* [Data provided]:
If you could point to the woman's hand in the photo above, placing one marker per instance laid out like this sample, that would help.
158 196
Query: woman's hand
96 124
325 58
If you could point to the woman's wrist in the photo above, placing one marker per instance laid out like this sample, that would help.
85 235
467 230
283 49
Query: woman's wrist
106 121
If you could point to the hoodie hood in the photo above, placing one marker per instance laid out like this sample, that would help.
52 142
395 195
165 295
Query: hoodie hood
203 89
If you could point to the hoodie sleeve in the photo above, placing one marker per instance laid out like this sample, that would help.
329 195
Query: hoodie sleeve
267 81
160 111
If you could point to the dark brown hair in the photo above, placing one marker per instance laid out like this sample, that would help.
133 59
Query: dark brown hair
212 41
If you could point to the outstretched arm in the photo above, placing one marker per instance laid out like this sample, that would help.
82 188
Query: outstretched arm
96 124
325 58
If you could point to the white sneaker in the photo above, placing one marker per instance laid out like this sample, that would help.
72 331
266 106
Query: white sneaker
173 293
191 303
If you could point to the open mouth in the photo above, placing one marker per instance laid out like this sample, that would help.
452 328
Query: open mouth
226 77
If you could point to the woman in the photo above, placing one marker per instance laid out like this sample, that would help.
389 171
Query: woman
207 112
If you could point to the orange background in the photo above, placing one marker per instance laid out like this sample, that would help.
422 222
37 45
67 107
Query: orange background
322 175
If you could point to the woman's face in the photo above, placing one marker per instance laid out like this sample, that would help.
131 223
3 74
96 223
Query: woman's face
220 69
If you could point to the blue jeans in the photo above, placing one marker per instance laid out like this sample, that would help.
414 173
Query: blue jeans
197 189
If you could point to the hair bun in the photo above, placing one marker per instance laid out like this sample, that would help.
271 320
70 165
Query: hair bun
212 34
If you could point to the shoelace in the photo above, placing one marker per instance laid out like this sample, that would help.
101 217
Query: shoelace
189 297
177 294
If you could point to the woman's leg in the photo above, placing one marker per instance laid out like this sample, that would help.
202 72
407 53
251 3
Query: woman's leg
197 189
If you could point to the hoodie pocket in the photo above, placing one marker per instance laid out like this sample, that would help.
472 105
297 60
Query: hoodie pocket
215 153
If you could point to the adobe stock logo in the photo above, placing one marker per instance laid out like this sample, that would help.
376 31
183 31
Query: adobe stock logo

* [Prompt]:
Keep only the lines from the one containing "If you could point to the hair" to the end of the entries, and repeat them exactly.

* [Solution for this problem]:
If you could point to the hair bun in the photo above, placing one marker per instance laid out like this sample, that would help.
271 320
70 165
Query: hair bun
212 34
If you could point to the shoelace in the photo above, placing one marker per instance laid out like this sample, that would help.
101 217
Query: shoelace
189 297
177 294
If you could point to the woman's leg in the photo above, placing one marker per instance laid out like this sample, that would help.
202 72
407 53
251 3
Query: woman's leg
197 189
If you could point to the hoodie pocket in the photo above, placing one marker per instance laid out like this sample, that would help.
472 105
297 60
Query: hoodie pocket
215 153
If you could point to the adobe stock logo in the photo above, placing one marker per instance laid out like this sample, that would help.
376 31
183 31
Query: adobe stock logo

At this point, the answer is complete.